(Stored dataset items)
━━━━━━━━━━━━━━━━

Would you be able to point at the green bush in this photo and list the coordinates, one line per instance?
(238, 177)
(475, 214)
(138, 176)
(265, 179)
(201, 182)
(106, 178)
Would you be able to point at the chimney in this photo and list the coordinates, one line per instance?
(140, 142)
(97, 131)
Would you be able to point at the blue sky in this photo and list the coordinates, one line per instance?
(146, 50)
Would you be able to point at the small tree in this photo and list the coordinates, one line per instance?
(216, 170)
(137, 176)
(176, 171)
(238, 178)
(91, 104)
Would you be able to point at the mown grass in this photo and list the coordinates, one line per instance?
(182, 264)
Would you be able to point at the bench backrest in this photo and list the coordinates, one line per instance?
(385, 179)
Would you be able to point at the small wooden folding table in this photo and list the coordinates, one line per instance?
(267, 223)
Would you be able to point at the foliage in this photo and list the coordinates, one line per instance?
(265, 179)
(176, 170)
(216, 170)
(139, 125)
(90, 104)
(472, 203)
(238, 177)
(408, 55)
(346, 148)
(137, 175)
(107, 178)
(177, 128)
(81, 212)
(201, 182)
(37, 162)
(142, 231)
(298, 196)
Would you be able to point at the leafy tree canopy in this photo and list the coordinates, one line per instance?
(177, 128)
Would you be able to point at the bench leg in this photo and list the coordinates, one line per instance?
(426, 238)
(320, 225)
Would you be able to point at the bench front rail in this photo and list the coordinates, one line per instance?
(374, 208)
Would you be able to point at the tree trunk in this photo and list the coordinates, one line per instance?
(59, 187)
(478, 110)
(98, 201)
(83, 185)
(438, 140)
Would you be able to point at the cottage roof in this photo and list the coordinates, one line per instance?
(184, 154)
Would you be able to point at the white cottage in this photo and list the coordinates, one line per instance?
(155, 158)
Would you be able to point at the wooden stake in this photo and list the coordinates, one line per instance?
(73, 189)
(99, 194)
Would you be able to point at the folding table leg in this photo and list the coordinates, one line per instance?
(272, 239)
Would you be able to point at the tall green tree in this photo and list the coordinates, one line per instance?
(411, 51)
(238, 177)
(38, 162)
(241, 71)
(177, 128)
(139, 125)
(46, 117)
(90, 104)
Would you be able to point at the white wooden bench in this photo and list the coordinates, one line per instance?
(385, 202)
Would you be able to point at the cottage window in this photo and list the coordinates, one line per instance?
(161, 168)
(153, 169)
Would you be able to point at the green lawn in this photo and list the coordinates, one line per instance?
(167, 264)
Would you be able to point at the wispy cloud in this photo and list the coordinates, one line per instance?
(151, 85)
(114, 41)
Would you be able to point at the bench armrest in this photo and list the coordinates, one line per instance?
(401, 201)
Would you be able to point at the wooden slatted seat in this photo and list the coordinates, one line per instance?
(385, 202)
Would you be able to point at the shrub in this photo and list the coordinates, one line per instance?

━━━━━━━━━━━━━━━━

● WORK TO COMPLETE: Copy only the stretch running from the line containing "Would you be able to point at the folding" to the final line of the entries, both ends included, exactly as it stands.

● ANSWER FOR THE TASK:
Would you be able to point at the folding table leg in this photo and list the coordinates, one line per instance?
(272, 239)
Would you be able to point at the tall green tree in this photo and list the coordinates, one line per instance?
(411, 51)
(238, 177)
(38, 162)
(241, 71)
(177, 128)
(139, 125)
(46, 117)
(90, 104)
Would you be able to point at the white wooden bench in this photo and list the coordinates, one line per instance?
(385, 202)
Would you be able to point at the cottage window in this photo and list the coordinates, one line per instance?
(161, 168)
(153, 169)
Would you be able to point at the green lawn in this photo and list the coordinates, one line per instance?
(167, 264)
Would you be able to point at the wispy cloud in this photo and list the coordinates, one line per instance?
(151, 85)
(114, 41)
Would you be able to point at the bench armrest in this photo and list the coordinates, one line per instance?
(401, 201)
Would you be able to point at the wooden slatted seat in this photo and list the coordinates, one line per instance?
(385, 202)
Would you be able to point at the shrub in this photo and list the coordinates, one line per instance?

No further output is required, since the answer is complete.